→ THE PROBLEM: Filter the items below, keeping only each line that contains the string "ground". Treat the match as case-sensitive.

+++ INFORMATION PROVIDED +++

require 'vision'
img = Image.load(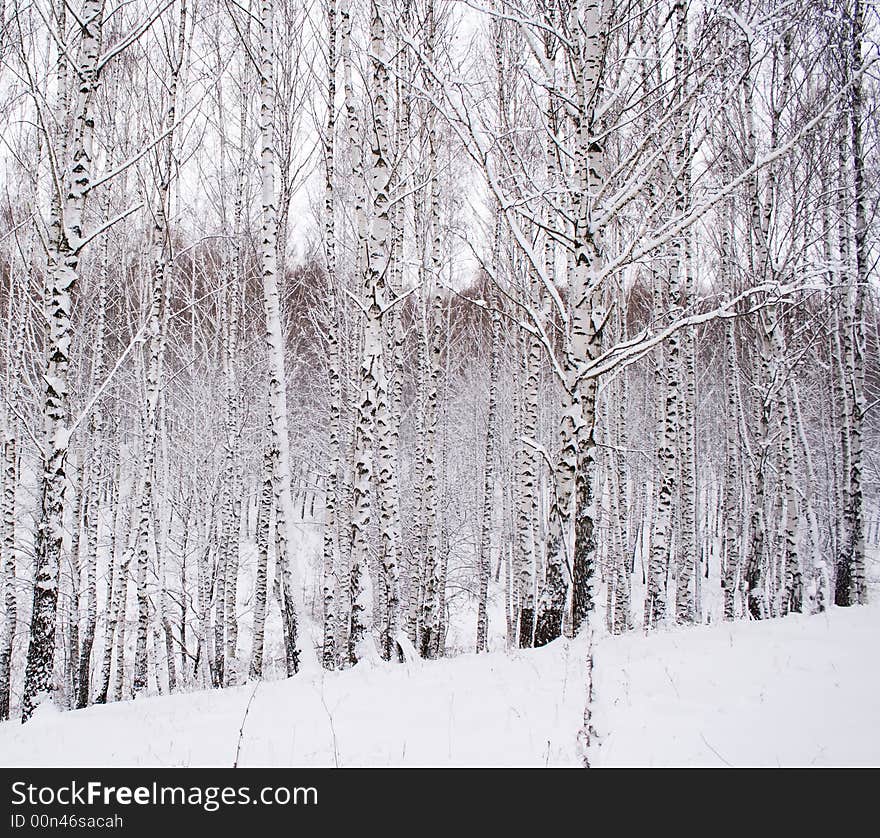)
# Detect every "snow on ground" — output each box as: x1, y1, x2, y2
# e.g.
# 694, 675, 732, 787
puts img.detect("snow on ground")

+++

→ EXERCISE RESULT:
# Detect every "snow on ground" — output each box as: x1, y1, x2, y2
puts img.detect("snow on ground")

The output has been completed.